_OBIETTIVO_: Disponi in una tabella Markdown con le colonne "Numero" e "Riga" le righe dei dati comprese tra quella che contiene "target=white ceiling" e quella che contiene "[108,315,165,339]", entrambe incluse. Tralascia le righe vuote.

(Righe di un dataset di etichettatura con riquadri)

=-=-=-=-=

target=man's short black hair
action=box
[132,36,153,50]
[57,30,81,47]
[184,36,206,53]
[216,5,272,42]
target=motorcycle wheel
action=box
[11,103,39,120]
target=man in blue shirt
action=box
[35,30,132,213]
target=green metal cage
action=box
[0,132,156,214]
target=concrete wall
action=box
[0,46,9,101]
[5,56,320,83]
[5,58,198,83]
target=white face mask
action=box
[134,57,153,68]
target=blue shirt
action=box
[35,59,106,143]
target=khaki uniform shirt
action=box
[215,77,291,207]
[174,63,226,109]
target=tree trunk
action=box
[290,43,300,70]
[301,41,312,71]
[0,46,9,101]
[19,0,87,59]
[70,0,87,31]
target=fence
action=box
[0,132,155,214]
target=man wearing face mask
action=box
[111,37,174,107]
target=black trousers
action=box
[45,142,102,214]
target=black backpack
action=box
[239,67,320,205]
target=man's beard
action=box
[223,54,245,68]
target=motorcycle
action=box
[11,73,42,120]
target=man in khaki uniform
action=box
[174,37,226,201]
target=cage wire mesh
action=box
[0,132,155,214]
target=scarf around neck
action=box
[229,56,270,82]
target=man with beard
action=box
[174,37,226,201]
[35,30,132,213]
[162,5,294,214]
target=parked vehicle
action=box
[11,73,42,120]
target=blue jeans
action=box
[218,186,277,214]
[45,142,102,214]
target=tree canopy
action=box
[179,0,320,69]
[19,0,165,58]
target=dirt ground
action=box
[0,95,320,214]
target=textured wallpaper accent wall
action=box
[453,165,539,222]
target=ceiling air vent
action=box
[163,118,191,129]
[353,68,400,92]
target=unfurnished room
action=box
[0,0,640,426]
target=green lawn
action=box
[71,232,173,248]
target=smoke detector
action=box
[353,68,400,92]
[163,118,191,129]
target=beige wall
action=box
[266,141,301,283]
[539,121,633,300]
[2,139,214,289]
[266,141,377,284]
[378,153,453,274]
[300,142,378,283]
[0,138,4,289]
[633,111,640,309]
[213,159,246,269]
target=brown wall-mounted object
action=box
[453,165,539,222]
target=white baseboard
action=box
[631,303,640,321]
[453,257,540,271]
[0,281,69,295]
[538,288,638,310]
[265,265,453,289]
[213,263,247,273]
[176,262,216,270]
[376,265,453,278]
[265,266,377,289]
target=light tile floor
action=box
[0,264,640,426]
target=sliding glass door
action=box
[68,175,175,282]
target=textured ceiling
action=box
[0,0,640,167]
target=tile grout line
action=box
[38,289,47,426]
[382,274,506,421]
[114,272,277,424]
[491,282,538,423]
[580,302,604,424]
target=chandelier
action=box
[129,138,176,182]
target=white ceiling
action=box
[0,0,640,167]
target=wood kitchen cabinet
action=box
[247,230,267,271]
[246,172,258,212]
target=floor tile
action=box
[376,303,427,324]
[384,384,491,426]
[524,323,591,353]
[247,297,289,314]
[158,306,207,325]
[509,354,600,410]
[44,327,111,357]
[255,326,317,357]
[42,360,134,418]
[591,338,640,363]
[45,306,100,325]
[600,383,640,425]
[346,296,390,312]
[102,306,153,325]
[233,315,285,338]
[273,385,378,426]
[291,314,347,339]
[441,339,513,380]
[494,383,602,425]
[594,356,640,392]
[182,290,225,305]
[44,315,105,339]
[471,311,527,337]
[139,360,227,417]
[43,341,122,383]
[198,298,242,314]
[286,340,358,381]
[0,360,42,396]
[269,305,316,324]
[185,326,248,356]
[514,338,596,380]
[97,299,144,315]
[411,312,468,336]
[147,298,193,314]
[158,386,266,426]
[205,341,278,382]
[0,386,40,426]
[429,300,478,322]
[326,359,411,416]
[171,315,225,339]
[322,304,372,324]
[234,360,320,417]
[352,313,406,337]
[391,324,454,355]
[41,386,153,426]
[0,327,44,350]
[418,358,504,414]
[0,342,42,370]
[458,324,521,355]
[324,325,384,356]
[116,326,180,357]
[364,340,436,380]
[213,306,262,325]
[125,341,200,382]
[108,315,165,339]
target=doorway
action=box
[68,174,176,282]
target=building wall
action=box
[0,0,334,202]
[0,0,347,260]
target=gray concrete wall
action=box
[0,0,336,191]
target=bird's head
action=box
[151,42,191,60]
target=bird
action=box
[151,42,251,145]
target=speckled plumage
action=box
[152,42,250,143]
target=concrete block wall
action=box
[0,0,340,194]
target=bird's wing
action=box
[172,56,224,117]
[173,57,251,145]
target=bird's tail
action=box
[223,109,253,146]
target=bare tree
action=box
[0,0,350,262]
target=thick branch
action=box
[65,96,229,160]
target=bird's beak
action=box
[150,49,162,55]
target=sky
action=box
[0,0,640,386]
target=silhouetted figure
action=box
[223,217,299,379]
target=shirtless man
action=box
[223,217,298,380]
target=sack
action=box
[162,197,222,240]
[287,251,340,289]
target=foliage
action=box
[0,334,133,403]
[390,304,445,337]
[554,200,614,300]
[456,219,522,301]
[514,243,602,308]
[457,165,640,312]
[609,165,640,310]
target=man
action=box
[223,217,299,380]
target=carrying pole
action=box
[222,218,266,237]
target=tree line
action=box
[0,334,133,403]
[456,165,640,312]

=-=-=-=-=

_RISPOSTA QUI SOTTO_:
| Numero | Riga |
|---|---|
| 1 | target=white ceiling |
| 2 | action=box |
| 3 | [0,0,640,167] |
| 4 | target=wood kitchen cabinet |
| 5 | action=box |
| 6 | [247,230,267,271] |
| 7 | [246,172,258,212] |
| 8 | target=floor tile |
| 9 | action=box |
| 10 | [376,303,427,324] |
| 11 | [384,384,491,426] |
| 12 | [524,323,591,353] |
| 13 | [247,297,289,314] |
| 14 | [158,306,207,325] |
| 15 | [509,354,600,410] |
| 16 | [44,327,111,357] |
| 17 | [255,326,317,357] |
| 18 | [42,360,134,418] |
| 19 | [591,338,640,363] |
| 20 | [45,306,100,325] |
| 21 | [600,383,640,425] |
| 22 | [346,296,390,312] |
| 23 | [102,306,153,325] |
| 24 | [233,315,285,338] |
| 25 | [273,385,378,426] |
| 26 | [291,314,347,339] |
| 27 | [441,339,513,380] |
| 28 | [494,383,602,425] |
| 29 | [594,356,640,392] |
| 30 | [182,290,225,305] |
| 31 | [44,315,105,339] |
| 32 | [471,311,527,337] |
| 33 | [139,360,227,417] |
| 34 | [43,341,122,383] |
| 35 | [198,298,242,314] |
| 36 | [286,340,358,381] |
| 37 | [0,360,42,396] |
| 38 | [269,305,316,324] |
| 39 | [185,326,248,356] |
| 40 | [514,338,596,380] |
| 41 | [97,299,144,315] |
| 42 | [411,312,468,336] |
| 43 | [147,298,193,314] |
| 44 | [158,386,266,426] |
| 45 | [205,341,278,382] |
| 46 | [0,386,40,426] |
| 47 | [429,300,478,322] |
| 48 | [326,359,411,416] |
| 49 | [171,315,225,339] |
| 50 | [322,304,372,324] |
| 51 | [234,360,320,417] |
| 52 | [352,313,406,337] |
| 53 | [391,324,454,355] |
| 54 | [41,386,153,426] |
| 55 | [0,327,44,350] |
| 56 | [418,358,504,414] |
| 57 | [0,342,42,370] |
| 58 | [458,324,521,355] |
| 59 | [324,325,384,356] |
| 60 | [116,326,180,357] |
| 61 | [364,340,436,380] |
| 62 | [213,306,262,325] |
| 63 | [125,341,200,382] |
| 64 | [108,315,165,339] |